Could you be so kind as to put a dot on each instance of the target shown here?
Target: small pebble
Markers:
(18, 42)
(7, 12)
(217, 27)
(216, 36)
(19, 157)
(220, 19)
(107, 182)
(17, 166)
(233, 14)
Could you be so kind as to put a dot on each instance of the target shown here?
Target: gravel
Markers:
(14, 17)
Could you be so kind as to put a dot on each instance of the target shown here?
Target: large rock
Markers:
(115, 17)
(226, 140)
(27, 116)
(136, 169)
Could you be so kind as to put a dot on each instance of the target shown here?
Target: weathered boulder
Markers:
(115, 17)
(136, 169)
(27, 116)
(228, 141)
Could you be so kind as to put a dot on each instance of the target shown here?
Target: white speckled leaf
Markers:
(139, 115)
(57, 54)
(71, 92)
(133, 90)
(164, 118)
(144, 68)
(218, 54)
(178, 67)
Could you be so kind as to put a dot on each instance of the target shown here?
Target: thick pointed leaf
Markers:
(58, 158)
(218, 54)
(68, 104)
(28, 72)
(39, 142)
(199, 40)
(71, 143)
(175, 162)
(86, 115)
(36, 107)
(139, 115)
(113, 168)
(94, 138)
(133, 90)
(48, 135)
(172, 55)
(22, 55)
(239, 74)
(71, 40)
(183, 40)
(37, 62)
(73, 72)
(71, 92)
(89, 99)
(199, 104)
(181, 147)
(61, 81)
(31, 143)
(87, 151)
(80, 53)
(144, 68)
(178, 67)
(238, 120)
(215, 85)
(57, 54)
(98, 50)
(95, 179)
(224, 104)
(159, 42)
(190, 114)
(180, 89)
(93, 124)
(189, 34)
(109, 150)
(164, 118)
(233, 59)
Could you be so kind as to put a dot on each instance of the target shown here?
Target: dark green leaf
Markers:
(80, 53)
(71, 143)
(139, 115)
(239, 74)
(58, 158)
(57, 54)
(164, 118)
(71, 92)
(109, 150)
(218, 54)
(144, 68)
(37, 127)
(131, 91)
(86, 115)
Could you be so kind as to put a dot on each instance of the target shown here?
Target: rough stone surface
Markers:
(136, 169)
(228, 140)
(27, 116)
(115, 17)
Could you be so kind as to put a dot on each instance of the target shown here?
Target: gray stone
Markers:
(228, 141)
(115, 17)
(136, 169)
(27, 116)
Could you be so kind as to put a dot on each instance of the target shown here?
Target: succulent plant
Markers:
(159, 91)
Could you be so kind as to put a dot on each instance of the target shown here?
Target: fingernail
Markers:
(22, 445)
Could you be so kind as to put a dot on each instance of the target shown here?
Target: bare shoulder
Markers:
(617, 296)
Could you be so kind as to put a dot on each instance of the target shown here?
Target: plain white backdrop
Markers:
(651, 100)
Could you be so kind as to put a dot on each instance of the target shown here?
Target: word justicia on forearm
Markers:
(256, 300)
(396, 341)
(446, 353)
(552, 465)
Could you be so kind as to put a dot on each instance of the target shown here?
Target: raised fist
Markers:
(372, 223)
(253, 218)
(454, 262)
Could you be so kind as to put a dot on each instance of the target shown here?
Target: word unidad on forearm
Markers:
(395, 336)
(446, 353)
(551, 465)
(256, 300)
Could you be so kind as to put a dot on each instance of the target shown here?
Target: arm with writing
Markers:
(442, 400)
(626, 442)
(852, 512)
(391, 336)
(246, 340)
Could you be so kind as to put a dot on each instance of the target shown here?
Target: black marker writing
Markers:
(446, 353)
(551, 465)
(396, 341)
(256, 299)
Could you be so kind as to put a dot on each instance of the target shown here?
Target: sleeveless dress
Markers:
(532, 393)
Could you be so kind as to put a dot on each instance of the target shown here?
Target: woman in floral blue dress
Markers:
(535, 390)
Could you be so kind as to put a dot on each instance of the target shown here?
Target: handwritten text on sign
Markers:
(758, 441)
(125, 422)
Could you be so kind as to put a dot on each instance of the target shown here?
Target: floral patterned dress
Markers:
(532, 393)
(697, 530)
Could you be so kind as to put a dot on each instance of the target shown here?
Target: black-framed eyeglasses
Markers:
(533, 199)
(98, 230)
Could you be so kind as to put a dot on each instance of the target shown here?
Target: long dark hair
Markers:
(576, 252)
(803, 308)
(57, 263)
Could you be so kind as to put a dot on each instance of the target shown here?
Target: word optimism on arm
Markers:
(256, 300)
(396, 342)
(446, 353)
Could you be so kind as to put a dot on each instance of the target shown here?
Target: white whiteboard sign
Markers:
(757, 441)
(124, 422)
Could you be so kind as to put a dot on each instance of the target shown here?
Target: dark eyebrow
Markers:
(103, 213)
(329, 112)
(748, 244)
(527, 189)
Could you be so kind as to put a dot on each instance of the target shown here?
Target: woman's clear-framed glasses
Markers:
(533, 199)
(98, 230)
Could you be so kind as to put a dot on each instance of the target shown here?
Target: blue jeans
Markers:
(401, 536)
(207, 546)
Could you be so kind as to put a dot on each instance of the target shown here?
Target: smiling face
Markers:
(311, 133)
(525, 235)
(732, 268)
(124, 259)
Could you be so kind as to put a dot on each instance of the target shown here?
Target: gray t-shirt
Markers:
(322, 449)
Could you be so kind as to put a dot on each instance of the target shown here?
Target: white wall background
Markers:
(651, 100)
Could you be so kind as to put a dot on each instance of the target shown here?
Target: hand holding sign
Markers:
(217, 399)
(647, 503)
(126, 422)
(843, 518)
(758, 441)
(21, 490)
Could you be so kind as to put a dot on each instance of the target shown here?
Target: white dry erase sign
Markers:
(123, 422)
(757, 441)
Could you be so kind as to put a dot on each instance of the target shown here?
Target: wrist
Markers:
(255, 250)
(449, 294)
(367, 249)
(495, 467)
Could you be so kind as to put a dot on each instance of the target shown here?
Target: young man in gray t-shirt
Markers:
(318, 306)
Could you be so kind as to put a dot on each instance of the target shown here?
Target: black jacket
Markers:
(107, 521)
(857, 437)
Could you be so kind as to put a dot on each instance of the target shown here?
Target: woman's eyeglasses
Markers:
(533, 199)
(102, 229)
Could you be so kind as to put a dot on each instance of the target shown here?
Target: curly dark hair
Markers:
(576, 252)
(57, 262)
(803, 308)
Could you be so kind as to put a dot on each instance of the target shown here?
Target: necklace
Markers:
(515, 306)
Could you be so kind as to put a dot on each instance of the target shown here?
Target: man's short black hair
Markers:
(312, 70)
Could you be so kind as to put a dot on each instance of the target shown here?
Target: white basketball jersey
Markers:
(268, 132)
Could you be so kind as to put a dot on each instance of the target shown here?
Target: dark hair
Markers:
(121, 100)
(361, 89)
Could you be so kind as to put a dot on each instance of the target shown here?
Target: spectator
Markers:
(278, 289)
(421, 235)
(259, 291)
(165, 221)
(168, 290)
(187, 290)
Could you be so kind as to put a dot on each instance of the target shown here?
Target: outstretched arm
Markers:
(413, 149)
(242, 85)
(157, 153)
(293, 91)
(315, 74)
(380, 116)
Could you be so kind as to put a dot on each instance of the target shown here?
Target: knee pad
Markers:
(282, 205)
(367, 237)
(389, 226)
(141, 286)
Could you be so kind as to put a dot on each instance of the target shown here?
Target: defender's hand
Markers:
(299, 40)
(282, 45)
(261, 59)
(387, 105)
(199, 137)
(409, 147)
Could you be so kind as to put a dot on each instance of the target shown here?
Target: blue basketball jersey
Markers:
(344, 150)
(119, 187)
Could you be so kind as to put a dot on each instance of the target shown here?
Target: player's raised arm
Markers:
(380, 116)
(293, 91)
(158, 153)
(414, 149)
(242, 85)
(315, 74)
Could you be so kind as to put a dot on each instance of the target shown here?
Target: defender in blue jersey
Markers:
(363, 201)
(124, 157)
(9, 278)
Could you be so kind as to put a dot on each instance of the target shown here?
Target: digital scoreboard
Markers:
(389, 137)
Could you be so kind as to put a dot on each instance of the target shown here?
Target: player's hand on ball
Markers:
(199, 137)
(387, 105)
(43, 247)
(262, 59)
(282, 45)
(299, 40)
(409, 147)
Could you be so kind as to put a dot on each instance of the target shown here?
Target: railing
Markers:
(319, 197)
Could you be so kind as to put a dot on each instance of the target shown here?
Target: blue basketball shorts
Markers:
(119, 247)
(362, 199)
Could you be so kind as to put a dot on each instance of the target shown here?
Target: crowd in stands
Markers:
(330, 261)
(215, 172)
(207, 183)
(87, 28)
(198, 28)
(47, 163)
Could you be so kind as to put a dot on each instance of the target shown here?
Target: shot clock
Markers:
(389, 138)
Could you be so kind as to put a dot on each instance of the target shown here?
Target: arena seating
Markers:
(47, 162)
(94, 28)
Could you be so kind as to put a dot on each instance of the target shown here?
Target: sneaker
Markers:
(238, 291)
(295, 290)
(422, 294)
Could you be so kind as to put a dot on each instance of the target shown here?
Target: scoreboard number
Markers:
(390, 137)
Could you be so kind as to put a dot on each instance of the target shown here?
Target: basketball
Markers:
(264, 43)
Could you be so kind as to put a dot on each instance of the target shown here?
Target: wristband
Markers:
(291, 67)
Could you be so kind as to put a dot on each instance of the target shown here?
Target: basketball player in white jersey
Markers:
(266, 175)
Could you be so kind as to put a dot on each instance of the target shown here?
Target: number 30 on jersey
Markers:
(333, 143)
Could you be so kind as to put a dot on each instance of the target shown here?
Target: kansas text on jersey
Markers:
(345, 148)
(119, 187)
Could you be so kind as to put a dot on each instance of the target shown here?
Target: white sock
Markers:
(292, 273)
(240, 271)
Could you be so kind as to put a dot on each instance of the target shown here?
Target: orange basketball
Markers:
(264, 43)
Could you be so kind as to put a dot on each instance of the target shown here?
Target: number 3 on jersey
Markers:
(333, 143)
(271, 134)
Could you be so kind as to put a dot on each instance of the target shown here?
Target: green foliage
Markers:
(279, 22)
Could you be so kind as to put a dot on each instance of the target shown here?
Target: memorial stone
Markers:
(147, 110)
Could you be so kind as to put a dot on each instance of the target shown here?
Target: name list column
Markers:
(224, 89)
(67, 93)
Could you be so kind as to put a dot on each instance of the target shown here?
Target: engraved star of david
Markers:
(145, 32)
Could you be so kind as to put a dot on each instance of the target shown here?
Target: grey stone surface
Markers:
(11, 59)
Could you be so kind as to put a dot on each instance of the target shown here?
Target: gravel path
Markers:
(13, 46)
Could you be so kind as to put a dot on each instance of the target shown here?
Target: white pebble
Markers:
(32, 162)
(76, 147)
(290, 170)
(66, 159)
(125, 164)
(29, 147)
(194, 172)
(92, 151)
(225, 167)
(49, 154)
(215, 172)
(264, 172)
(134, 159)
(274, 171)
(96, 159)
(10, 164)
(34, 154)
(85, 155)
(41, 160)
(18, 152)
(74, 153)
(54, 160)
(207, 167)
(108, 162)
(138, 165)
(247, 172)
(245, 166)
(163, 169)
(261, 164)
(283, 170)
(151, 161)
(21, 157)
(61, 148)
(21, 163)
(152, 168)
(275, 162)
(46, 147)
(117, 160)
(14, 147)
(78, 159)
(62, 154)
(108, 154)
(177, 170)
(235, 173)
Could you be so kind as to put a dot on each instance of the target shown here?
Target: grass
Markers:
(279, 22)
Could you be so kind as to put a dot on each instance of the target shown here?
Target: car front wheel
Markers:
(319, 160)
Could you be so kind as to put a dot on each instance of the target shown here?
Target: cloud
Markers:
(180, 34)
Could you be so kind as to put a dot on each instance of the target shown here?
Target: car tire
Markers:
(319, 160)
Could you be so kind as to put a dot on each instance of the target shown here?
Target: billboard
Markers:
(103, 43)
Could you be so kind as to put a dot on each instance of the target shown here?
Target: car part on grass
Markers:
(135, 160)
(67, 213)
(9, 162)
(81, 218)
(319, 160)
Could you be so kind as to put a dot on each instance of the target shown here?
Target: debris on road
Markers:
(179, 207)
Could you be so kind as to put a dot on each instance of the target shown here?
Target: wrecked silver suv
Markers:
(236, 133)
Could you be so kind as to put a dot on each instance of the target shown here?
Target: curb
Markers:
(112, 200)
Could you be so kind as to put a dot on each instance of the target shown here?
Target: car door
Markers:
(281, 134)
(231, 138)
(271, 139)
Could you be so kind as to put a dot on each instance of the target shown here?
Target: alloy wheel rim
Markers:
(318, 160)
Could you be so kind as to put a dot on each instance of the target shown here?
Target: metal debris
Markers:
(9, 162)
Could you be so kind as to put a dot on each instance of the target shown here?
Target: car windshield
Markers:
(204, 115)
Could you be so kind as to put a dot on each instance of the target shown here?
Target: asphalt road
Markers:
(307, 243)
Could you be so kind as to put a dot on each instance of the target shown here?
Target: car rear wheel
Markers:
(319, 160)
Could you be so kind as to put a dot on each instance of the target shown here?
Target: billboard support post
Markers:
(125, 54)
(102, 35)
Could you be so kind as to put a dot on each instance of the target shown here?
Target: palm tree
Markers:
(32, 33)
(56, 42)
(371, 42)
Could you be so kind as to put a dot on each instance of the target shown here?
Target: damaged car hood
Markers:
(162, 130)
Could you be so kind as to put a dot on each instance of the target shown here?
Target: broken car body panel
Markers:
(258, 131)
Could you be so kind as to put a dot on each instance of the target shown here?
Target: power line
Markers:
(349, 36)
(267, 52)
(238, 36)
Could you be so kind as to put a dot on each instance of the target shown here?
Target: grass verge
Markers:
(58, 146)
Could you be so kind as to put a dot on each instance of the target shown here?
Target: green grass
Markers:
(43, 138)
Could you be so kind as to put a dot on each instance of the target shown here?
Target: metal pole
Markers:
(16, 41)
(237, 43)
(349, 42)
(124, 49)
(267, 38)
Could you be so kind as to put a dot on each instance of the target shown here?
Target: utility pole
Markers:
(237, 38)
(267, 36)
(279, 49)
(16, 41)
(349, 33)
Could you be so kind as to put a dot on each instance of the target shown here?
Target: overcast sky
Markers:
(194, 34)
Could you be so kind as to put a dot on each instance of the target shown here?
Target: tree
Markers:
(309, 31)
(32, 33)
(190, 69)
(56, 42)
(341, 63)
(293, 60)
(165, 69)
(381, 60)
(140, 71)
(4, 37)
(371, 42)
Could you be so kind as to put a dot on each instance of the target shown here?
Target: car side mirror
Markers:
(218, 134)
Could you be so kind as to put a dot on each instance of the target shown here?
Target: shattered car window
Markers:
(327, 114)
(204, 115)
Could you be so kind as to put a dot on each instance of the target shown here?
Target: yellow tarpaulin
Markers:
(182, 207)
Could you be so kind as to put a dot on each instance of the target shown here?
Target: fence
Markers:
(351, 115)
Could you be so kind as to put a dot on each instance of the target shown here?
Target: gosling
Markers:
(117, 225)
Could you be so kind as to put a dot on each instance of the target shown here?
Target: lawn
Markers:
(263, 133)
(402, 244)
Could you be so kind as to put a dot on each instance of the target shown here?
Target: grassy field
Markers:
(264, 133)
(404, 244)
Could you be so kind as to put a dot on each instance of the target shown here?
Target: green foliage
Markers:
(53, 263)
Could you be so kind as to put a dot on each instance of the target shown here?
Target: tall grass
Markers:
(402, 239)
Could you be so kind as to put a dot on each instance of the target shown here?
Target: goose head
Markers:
===
Every line above that includes the word "green" should be listed.

Target: dark green leaf
Target: green foliage
Target: green grass
Target: green foliage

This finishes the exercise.